=== Exercise instructions ===
Edit the material below by changing "podium" to "lectern" wherever it appears. Leave all other text unchanged.

————————

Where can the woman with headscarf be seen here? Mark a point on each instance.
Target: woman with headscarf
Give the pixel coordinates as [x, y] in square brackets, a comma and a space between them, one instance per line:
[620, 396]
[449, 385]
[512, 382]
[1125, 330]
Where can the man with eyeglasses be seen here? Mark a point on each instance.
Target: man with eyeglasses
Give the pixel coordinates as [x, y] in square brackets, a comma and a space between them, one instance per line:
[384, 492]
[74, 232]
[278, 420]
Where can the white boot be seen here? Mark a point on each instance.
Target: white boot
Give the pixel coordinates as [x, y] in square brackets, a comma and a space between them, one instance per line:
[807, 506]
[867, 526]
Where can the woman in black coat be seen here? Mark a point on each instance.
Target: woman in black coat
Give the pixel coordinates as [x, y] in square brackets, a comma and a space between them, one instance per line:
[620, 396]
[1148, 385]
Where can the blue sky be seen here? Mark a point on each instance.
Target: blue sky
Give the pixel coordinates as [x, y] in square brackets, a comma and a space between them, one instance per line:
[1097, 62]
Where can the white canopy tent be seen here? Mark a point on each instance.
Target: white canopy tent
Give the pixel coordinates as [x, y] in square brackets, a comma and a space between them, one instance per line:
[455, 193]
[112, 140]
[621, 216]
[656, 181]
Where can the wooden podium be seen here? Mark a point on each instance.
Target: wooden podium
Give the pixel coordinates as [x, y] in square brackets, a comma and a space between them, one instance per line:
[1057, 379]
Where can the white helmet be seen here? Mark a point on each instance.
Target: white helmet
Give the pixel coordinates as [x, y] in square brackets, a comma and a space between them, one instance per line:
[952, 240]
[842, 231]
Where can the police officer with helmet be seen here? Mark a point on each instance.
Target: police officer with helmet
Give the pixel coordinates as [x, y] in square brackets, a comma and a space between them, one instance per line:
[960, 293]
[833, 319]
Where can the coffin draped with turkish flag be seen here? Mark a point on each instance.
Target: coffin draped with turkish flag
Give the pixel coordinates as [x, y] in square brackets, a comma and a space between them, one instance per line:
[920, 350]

————————

=== Solution to this task ===
Where can the woman with headscarf be seen here? Mark a point on each instance.
Target: woman with headscarf
Give the pixel coordinates as [x, y] in square brackets, a comma and a space between them, one instance per line:
[620, 396]
[449, 385]
[512, 382]
[1125, 330]
Where can the man with eyeglasses be seen here? Mark a point on each instance.
Target: man with eyeglasses
Give the pixel coordinates as [x, y] in square brackets, a comma and a space between them, one instance per line:
[384, 492]
[74, 232]
[278, 420]
Where can the white boot be seen here? Mark a point on each instance.
Target: white boot
Give the pixel coordinates as [x, y] in square brackets, a comma and a space between them, one instance per line:
[807, 506]
[867, 526]
Where can the woman in black coat be seen here? Mark a point on each instance.
Target: woman in black coat
Give the pixel coordinates as [x, y] in square brackets, a comma and a space between them, one instance per line:
[620, 396]
[1148, 385]
Where can the blue sky be seen here? Mark a point on each instance.
Target: blue sky
Give the pixel coordinates as [x, y] in square brackets, a comma and a space between them, one instance per line:
[1097, 62]
Where can the white canopy tent be seen here? Mark a point on each instance.
Target: white canopy tent
Give the pixel coordinates as [x, y] in square brackets, a comma and a space between them, one instance per line:
[455, 193]
[112, 140]
[621, 216]
[656, 181]
Where can the wooden lectern be seen here? Mark a point on each instance.
Target: wooden lectern
Give the pixel coordinates as [x, y] in square brackets, a comma and a space between them, one instance per line:
[1057, 379]
Where can the white helmet be seen here? Mark a point on each instance.
Target: white helmet
Give the pixel coordinates as [x, y] in square brackets, a comma and a space between them, one instance per line:
[952, 240]
[842, 231]
Where can the police officer with helmet be seen here? Mark a point on each instance.
Target: police officer with helmet
Give the pixel coordinates as [x, y] in square brackets, a comma and a space between them, one instance per line:
[960, 293]
[833, 319]
Where can the coffin draped with turkish flag be seen here? Mark a point on each instance.
Target: coffin draped with turkish flag
Give the pixel coordinates as [x, y] in square brackets, a comma and a space between them, one instance per line:
[920, 350]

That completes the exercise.